● Activity:
All entries need to be written out verbatim, with pictures omitted.

● Records shown:
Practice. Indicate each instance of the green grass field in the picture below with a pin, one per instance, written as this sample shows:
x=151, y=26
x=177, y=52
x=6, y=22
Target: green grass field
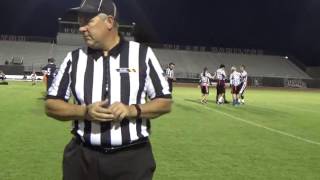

● Written response:
Practice. Indicate each instance of the green grass field in the picture below with a pin, one per instance, written as this sample shows:
x=151, y=26
x=177, y=52
x=6, y=22
Target: green grass field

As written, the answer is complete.